Data records Start Marker
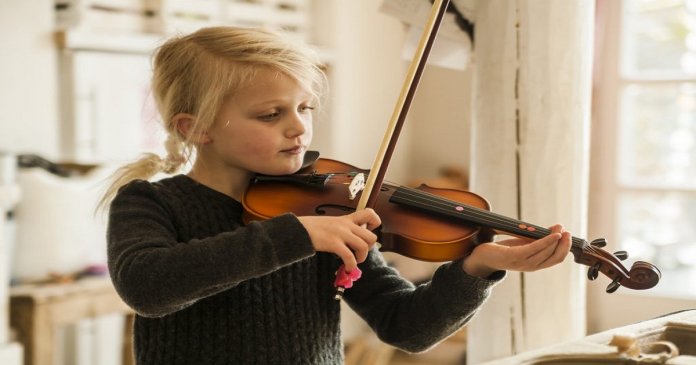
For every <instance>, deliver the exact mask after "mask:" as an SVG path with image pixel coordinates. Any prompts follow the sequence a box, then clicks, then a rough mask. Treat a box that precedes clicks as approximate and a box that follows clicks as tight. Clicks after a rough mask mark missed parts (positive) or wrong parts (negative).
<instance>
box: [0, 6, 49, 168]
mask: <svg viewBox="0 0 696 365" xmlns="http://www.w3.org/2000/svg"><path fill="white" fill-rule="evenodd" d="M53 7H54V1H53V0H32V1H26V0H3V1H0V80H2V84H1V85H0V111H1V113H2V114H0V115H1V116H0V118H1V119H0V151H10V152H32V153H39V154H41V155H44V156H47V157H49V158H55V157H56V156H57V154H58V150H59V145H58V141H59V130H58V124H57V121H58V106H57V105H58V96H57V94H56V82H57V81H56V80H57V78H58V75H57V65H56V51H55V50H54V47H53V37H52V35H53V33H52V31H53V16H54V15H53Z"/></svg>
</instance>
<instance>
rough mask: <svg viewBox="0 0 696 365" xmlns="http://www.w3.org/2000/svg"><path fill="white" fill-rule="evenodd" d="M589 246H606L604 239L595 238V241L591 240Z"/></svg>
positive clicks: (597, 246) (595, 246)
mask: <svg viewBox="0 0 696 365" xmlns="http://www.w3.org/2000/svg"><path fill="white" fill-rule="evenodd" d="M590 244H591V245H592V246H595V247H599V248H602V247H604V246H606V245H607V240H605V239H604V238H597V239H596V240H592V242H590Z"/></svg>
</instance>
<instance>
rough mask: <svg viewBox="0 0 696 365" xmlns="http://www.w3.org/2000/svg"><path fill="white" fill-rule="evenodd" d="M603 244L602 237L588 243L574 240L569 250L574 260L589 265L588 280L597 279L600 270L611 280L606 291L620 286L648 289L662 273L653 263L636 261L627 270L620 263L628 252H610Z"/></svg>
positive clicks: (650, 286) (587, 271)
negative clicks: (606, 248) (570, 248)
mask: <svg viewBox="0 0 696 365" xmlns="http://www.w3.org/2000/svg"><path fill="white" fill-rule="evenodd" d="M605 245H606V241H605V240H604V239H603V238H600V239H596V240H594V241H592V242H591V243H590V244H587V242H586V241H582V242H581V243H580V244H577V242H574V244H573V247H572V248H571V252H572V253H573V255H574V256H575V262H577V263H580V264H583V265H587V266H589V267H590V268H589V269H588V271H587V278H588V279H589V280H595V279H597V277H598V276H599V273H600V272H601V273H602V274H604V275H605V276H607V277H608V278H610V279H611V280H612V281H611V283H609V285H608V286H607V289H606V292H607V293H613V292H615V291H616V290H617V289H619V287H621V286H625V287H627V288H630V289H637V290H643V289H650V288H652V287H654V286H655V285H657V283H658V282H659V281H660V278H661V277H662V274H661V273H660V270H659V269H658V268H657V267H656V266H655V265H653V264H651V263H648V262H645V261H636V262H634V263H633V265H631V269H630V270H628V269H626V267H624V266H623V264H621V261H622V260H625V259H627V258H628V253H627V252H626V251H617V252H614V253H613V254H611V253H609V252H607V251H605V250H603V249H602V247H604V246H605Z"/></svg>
Data records End Marker
#### What the exercise asks
Copy every one of the records above exactly, line by line, and leave the pictures out of your reply.

#### Task response
For every <instance>, deliver the exact mask after "mask:" as an SVG path with image pixel coordinates. Any prompts follow the sequence a box, then clicks, then a rough mask. Treat a box that precedes clicks as approximate and a box that follows clicks as tight. Clicks after a rough mask mark missed parts (positive) or wrong parts (negative).
<instance>
box: [0, 6, 49, 168]
mask: <svg viewBox="0 0 696 365" xmlns="http://www.w3.org/2000/svg"><path fill="white" fill-rule="evenodd" d="M53 7H54V1H53V0H32V1H26V0H3V1H0V80H2V84H1V85H0V111H1V113H2V114H0V115H1V116H0V118H1V119H0V151H10V152H32V153H39V154H41V155H44V156H47V157H49V158H55V157H56V156H57V154H58V150H59V145H58V141H59V130H58V124H57V121H58V106H57V105H58V96H57V94H56V82H57V81H56V80H57V78H58V75H57V65H56V51H55V50H54V47H53V37H52V35H53V33H52V31H53V16H54V15H53Z"/></svg>
</instance>
<instance>
rough mask: <svg viewBox="0 0 696 365" xmlns="http://www.w3.org/2000/svg"><path fill="white" fill-rule="evenodd" d="M589 246H606L604 239L595 238V241L591 240Z"/></svg>
positive clicks: (597, 246) (595, 246)
mask: <svg viewBox="0 0 696 365" xmlns="http://www.w3.org/2000/svg"><path fill="white" fill-rule="evenodd" d="M590 244H591V245H592V246H595V247H599V248H602V247H604V246H606V245H607V240H605V239H604V238H597V239H596V240H592V242H590Z"/></svg>
</instance>
<instance>
rough mask: <svg viewBox="0 0 696 365" xmlns="http://www.w3.org/2000/svg"><path fill="white" fill-rule="evenodd" d="M603 244L602 237L588 243L574 240L569 250L574 260L589 265L588 280L597 279L600 270L611 280L606 291L620 286L648 289L662 273L653 263L636 261L627 270L620 263L628 252H610Z"/></svg>
positive clicks: (650, 286) (587, 271)
negative clicks: (606, 248) (570, 248)
mask: <svg viewBox="0 0 696 365" xmlns="http://www.w3.org/2000/svg"><path fill="white" fill-rule="evenodd" d="M605 245H606V241H605V240H604V239H603V238H600V239H596V240H594V241H592V242H591V243H590V244H587V242H586V241H582V242H581V243H580V244H577V242H574V244H573V247H572V248H571V252H572V253H573V255H574V256H575V262H577V263H580V264H583V265H587V266H589V267H590V268H589V269H588V271H587V278H588V279H589V280H595V279H597V277H598V276H599V273H600V272H601V273H602V274H604V275H605V276H607V277H608V278H610V279H611V280H612V281H611V283H609V285H608V286H607V289H606V292H607V293H613V292H615V291H616V290H617V289H619V287H621V286H625V287H627V288H630V289H637V290H643V289H650V288H652V287H654V286H655V285H657V283H658V282H659V281H660V278H661V277H662V274H661V273H660V270H659V269H658V268H657V267H656V266H655V265H653V264H651V263H648V262H645V261H636V262H634V263H633V265H631V269H630V270H628V269H626V267H624V266H623V264H621V261H622V260H625V259H627V258H628V253H627V252H626V251H617V252H614V253H613V254H611V253H609V252H607V251H605V250H603V249H602V247H604V246H605Z"/></svg>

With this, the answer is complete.